◆ Task instructions
Starting at the line that holds "TARGET = short brown hair", copy every line exactly through the end of the data, and no others.

◆ Excerpted records
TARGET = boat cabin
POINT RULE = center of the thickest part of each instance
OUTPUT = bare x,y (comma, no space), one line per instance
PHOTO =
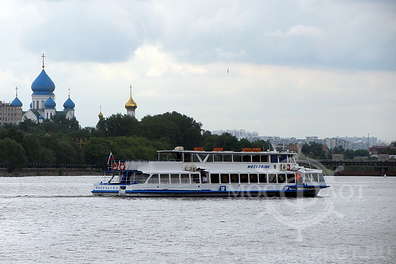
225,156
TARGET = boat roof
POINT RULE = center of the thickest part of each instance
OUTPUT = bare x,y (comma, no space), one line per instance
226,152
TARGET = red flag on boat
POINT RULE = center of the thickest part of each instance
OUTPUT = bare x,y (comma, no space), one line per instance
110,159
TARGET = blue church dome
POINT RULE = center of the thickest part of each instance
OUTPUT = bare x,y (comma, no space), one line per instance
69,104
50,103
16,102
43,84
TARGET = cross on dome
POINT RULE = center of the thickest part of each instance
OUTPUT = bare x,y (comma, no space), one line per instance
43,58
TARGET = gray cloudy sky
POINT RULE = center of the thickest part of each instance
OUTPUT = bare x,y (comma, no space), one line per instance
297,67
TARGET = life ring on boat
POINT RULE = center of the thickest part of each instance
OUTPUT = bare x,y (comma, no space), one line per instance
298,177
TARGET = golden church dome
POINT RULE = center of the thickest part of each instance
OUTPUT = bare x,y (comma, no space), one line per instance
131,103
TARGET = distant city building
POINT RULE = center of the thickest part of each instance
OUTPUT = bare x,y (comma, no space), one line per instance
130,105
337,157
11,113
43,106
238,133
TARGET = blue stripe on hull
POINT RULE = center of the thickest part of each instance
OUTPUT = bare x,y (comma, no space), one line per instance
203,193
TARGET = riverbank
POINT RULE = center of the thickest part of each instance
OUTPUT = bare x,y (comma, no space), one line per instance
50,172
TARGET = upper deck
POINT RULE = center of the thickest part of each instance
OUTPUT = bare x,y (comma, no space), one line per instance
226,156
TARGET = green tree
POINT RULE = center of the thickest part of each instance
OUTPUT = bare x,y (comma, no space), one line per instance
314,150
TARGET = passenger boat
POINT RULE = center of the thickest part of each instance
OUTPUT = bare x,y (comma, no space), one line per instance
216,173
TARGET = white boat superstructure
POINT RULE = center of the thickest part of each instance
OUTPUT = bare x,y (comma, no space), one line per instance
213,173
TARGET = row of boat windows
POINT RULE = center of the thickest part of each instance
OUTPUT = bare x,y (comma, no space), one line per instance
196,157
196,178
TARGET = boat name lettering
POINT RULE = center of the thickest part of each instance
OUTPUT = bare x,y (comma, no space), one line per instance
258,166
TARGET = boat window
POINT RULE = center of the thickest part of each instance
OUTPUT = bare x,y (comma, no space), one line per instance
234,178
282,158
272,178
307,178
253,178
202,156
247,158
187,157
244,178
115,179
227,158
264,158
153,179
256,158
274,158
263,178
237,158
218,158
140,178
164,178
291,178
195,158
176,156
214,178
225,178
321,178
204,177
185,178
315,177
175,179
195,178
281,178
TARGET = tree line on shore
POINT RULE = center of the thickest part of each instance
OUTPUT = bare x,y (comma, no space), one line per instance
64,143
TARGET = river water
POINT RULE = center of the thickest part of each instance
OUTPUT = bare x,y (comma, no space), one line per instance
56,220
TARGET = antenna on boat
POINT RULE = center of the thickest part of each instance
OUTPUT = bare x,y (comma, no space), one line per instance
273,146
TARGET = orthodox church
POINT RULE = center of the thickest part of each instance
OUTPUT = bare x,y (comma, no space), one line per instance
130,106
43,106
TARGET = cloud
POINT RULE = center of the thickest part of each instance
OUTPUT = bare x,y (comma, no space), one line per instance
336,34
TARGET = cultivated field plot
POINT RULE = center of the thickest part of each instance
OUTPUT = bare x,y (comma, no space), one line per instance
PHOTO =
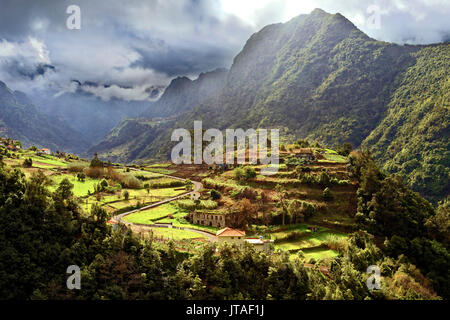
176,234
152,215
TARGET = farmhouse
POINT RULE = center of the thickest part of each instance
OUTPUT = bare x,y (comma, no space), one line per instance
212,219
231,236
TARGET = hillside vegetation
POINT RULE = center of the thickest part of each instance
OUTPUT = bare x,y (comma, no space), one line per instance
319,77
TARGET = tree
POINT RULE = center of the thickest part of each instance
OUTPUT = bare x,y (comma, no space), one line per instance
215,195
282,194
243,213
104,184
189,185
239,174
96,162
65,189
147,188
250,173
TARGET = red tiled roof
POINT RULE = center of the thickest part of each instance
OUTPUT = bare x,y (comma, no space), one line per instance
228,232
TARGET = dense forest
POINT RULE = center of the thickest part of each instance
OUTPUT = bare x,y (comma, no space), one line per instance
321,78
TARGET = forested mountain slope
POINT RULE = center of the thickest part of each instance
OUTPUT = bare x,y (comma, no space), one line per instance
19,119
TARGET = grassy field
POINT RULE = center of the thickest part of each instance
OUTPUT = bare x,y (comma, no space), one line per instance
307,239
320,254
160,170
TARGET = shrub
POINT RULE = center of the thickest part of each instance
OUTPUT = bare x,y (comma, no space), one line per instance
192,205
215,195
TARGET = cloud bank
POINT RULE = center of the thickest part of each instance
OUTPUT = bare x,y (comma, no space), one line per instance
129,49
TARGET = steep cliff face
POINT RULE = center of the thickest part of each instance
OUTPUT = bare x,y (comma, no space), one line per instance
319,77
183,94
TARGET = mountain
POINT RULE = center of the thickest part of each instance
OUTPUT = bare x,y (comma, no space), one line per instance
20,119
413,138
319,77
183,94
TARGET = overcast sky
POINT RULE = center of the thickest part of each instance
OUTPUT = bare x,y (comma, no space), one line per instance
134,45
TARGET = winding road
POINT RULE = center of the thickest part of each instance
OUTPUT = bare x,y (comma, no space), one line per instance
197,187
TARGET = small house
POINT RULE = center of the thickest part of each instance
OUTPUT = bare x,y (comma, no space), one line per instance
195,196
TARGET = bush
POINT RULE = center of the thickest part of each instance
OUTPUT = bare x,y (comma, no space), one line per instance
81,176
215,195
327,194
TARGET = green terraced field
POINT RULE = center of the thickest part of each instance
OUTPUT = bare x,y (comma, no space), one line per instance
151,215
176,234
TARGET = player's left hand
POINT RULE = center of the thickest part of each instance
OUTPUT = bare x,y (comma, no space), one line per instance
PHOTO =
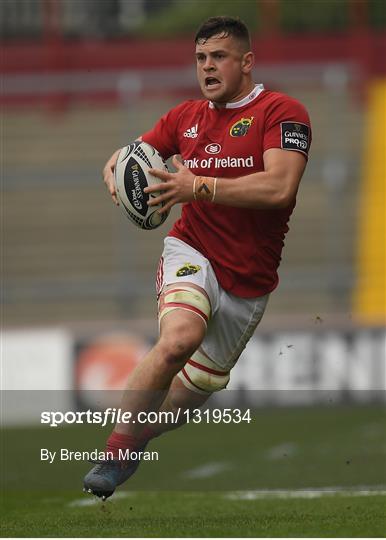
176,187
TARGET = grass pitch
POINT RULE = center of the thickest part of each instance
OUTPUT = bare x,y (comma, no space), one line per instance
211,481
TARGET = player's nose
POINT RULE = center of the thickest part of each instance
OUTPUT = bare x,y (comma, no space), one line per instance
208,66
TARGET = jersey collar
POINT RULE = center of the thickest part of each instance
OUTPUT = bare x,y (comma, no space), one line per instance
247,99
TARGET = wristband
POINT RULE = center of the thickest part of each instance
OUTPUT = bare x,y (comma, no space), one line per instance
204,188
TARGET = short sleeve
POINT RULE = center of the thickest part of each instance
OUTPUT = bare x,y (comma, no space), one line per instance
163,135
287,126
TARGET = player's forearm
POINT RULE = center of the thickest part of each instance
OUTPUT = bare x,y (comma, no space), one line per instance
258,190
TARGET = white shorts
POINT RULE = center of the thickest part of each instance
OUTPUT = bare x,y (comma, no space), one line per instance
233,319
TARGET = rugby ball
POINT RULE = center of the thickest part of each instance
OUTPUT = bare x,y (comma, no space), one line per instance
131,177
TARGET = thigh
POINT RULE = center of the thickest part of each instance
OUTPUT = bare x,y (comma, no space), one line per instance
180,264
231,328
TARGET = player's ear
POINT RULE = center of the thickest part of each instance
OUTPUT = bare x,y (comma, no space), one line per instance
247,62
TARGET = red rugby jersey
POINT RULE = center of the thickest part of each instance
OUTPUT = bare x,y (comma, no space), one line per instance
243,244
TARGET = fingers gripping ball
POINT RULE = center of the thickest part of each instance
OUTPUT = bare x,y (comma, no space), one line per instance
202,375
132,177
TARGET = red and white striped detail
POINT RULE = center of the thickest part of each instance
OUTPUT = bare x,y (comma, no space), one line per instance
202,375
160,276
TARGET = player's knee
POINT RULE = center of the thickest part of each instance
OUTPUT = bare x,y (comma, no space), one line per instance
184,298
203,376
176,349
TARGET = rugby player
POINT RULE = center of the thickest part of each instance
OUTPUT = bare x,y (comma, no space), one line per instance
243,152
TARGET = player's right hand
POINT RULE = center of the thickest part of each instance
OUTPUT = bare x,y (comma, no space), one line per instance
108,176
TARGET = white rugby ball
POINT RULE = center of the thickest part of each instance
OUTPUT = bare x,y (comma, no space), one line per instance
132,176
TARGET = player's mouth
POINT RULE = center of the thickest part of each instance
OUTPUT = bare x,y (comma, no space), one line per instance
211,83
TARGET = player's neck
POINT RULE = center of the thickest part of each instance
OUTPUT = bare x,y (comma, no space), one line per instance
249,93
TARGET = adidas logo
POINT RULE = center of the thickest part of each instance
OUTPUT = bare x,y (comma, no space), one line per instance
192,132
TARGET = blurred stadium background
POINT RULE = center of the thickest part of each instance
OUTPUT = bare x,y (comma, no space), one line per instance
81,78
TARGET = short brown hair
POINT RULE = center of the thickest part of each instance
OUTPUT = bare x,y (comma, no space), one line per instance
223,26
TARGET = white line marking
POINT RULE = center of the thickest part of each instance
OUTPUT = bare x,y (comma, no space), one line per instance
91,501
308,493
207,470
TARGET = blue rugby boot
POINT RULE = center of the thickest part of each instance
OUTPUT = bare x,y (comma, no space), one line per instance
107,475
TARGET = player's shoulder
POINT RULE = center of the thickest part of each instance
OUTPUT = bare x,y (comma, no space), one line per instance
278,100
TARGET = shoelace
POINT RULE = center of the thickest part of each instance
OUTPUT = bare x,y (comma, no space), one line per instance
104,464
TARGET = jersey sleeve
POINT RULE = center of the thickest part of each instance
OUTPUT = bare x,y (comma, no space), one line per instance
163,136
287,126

◆ Task output
TARGET = short brown hair
POINT RULE = center of the thickest part of each instance
OUTPUT = bare x,y (comma, no space), one line per instance
223,26
TARGET = white line marking
POINT RULE = center of the thickest part of each instance
OUTPUT = bare x,y (comma, no space), one line per instance
91,501
308,493
207,470
TARGET = blue rugby boot
POINT RULE = center of the thickest part of each instance
OUTPUT = bare x,y (comma, no space), one line per instance
107,475
TARGET = player's shoulder
POINT RULE = center of the thickest part of each instance
OUTPUT = bare x,y (comma, no space), one line per instance
278,100
TARGET = shoelace
POINT RULE = center of the thickest part of each instance
OUTPUT = bare x,y (comma, no space), one line per instance
104,464
TARGET = jersey sleeve
POINT RULE = center of the thickest part of each instance
OUTPUT = bare x,y (comma, no space), one line per instance
163,136
287,126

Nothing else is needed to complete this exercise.